In the items below, substitute "decorative street lamp" for each occurrence of "ornate lamp post" and give them again with nothing else changed.

### [Given data]
....................
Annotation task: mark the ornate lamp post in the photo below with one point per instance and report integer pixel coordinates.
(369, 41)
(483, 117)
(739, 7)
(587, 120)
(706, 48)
....................
### [Solution to the exercise]
Annotation task: mark the decorative street lamp in the photo below with one point per instance and report integer pixel coordinates.
(369, 41)
(483, 117)
(739, 7)
(587, 120)
(706, 48)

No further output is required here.